Natural-language object grounding data

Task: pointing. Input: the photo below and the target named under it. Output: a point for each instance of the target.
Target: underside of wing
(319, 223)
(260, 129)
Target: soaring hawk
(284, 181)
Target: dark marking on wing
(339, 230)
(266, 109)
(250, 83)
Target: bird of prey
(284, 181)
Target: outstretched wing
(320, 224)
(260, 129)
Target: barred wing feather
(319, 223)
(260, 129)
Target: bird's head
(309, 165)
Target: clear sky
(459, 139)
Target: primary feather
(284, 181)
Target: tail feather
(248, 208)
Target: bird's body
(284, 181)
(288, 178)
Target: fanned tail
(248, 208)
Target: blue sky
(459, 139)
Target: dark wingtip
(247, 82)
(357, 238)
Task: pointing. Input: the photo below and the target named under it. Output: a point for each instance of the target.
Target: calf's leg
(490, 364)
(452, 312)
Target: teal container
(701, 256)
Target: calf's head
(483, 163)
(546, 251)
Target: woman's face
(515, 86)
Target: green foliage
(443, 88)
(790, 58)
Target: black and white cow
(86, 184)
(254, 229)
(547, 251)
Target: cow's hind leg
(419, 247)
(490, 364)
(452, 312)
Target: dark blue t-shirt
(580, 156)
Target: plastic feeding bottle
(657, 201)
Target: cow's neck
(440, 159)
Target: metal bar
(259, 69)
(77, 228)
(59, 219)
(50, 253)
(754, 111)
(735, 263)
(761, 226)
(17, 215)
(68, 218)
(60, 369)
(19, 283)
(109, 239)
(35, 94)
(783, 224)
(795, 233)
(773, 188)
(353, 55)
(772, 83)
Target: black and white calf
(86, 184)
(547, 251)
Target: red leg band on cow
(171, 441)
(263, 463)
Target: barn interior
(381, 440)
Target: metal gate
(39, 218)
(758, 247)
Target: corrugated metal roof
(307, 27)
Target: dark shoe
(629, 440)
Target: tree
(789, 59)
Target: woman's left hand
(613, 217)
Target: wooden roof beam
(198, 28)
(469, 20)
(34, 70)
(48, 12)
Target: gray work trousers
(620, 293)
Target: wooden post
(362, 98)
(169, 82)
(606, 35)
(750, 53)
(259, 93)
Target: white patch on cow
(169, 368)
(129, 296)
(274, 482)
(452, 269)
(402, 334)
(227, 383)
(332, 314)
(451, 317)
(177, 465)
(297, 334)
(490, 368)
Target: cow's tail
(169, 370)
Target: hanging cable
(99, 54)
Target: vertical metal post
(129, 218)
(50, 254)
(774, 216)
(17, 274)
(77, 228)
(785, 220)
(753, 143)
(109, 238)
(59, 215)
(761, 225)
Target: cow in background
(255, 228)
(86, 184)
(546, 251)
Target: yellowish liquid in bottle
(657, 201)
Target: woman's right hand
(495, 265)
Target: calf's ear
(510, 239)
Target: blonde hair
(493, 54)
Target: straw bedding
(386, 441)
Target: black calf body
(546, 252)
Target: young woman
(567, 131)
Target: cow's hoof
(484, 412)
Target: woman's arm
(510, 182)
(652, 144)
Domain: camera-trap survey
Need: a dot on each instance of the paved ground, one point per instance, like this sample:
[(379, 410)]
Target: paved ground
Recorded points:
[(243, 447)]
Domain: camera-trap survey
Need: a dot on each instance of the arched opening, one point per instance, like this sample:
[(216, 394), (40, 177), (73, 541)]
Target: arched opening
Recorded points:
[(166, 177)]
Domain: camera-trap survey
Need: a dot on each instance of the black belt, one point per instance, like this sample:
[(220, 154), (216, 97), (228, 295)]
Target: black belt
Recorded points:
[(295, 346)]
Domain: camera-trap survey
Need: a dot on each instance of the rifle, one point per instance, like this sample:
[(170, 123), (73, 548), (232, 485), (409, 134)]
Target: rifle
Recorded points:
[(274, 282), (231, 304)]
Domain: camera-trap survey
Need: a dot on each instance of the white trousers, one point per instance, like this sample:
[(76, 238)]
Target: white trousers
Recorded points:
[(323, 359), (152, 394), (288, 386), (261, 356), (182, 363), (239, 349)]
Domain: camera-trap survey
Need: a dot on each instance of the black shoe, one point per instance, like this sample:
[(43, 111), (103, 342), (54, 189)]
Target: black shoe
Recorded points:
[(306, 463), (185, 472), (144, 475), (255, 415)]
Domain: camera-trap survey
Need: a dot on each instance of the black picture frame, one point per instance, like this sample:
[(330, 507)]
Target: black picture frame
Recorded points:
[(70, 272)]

## Problem to solve
What lines in the data above carry "picture"? Return them all.

## Result for this exercise
Need: a dot on each instance of the black picture frame, one point per instance, like this sample:
Target: black picture frame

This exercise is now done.